- [Set task]: Rewrite the records that follow as a JSON array of strings, one string per line, skipping blank lines and leaving out the pictures.

= = =

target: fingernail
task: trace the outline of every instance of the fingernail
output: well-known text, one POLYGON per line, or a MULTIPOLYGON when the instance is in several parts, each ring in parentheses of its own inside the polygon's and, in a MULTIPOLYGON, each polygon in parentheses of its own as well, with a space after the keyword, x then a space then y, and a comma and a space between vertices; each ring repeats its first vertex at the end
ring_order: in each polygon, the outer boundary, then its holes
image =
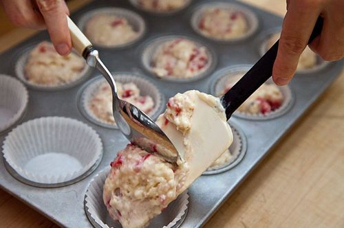
POLYGON ((61 56, 65 56, 69 54, 69 47, 67 43, 60 43, 56 45, 56 51, 61 56))
POLYGON ((289 82, 289 78, 276 78, 276 84, 278 85, 285 85, 289 82))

= = =

- [Full output]:
[
  "target: fingernail",
  "task: trace the outline of every instance of the fingernail",
  "output: well-known text, one POLYGON per line, or a MULTIPOLYGON when the instance is in several parts, each ring in parentheses of its own inside the polygon's and, in a MULTIPOLYGON, each polygon in parentheses of its own as well, with a space after the keyword, x then a space then y, and a comma and a space between vertices; each ring repeats its first vertex at the end",
  "ring_order: in each polygon, the outer boundary, then its holes",
  "image =",
  "POLYGON ((61 56, 65 56, 69 54, 69 47, 67 43, 60 43, 56 45, 56 51, 61 56))",
  "POLYGON ((289 82, 289 78, 276 78, 276 84, 278 85, 285 85, 289 82))"
]